**Extracted material**.

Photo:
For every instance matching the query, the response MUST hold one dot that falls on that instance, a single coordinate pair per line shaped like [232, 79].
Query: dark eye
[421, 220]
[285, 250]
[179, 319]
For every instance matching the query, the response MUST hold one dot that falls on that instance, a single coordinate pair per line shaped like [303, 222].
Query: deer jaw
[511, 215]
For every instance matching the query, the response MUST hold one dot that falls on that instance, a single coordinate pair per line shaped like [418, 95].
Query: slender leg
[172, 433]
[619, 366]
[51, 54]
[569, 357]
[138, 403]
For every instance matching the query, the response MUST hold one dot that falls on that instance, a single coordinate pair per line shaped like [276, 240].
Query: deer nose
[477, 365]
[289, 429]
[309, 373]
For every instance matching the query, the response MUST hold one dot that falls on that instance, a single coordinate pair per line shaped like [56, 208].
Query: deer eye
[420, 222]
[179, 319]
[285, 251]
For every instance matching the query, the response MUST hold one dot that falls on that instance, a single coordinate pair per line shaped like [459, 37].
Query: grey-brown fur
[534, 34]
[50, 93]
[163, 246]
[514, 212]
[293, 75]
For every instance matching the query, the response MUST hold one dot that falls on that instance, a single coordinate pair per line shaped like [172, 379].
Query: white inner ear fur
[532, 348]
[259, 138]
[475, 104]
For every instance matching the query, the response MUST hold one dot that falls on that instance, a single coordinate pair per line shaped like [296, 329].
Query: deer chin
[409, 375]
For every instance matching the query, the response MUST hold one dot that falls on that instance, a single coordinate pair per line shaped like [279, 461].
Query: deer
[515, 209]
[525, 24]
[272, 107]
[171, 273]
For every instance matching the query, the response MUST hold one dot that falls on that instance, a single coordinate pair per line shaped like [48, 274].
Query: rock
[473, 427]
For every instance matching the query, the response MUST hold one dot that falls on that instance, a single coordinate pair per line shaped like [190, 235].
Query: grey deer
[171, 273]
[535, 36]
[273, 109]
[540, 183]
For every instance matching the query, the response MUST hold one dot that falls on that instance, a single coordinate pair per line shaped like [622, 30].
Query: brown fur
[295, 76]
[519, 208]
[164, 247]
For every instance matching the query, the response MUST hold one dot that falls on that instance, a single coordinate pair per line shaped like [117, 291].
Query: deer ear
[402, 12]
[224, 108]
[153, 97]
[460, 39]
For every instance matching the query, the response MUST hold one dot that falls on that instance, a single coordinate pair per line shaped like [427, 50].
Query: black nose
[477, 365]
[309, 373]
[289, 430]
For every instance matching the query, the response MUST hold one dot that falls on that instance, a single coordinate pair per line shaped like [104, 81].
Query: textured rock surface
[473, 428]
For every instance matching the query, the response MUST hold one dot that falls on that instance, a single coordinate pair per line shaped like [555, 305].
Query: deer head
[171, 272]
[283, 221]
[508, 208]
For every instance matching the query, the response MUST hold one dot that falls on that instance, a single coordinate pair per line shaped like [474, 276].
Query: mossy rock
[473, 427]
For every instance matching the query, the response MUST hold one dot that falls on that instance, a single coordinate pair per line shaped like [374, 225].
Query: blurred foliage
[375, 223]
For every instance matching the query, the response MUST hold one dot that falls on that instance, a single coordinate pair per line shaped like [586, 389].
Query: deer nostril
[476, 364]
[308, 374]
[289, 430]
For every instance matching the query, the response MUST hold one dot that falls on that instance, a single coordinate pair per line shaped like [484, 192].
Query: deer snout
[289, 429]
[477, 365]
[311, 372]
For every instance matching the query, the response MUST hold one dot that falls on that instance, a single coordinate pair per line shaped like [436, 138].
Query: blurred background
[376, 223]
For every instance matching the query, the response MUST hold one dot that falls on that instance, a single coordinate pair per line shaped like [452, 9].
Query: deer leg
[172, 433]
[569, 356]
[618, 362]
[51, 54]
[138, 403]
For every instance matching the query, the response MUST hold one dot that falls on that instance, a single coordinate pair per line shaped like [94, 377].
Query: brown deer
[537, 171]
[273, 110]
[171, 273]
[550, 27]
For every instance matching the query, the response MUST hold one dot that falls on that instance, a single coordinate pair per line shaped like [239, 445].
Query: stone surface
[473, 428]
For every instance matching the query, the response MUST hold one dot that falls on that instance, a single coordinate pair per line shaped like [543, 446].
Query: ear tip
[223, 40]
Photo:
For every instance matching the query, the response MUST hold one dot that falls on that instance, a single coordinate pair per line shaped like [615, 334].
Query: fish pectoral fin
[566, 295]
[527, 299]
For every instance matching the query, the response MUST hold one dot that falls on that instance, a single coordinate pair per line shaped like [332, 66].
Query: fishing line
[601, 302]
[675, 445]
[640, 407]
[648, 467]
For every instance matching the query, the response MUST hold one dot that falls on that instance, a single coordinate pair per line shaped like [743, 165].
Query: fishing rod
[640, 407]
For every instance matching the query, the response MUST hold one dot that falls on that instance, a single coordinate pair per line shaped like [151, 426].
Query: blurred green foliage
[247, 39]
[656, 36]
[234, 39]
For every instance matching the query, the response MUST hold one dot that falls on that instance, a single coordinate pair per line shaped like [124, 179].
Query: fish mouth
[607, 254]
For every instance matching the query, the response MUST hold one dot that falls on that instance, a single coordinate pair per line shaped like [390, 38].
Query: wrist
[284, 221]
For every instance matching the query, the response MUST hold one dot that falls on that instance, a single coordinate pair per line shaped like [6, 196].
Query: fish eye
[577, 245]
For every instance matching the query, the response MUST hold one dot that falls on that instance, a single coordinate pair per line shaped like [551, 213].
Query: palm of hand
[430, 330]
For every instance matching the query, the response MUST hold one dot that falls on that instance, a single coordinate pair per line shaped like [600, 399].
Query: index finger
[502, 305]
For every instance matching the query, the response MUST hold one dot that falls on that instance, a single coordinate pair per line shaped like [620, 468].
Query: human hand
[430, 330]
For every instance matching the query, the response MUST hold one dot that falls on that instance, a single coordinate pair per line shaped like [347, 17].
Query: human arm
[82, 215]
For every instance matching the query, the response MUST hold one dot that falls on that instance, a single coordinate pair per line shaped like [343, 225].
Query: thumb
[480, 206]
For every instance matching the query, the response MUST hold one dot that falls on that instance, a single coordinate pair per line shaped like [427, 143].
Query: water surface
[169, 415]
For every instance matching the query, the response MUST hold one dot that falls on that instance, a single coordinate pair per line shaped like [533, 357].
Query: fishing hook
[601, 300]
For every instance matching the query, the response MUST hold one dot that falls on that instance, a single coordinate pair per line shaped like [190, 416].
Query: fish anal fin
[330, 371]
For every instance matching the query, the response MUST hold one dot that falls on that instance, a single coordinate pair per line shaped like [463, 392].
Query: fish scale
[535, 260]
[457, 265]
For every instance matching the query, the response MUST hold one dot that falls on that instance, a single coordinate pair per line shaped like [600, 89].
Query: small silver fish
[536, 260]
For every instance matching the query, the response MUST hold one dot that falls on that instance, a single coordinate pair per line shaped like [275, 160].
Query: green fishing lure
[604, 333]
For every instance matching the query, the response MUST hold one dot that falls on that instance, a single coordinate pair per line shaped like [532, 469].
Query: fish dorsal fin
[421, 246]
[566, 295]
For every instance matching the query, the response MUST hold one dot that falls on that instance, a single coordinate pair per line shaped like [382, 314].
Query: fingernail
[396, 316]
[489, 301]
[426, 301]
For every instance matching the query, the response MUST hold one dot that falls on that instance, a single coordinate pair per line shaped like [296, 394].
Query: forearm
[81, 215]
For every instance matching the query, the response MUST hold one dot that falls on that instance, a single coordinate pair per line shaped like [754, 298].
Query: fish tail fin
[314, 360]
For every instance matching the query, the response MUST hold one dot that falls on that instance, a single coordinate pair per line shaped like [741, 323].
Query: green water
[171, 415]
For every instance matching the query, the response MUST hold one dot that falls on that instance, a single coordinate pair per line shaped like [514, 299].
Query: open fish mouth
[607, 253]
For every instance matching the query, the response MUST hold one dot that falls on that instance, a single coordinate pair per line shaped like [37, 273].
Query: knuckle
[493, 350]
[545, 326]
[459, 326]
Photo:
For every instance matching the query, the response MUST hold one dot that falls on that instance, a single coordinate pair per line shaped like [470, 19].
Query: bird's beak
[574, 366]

**Problem description**.
Output the lines of the records as a numbered list, from the line containing "like [37, 273]." up to and including the last line of the records. Leave out any blank lines.

**Expected output**.
1. For every instance matching the query, the response MUST hold one dot that falls on that instance, a single coordinate pair per line shaped like [37, 273].
2. Query: knuckle
3. [493, 350]
4. [545, 326]
5. [459, 326]
6. Photo:
7. For every instance matching the query, the response MUST hold one dot that falls on that instance, a single coordinate pair per line shaped like [470, 19].
8. Query: bird's beak
9. [574, 366]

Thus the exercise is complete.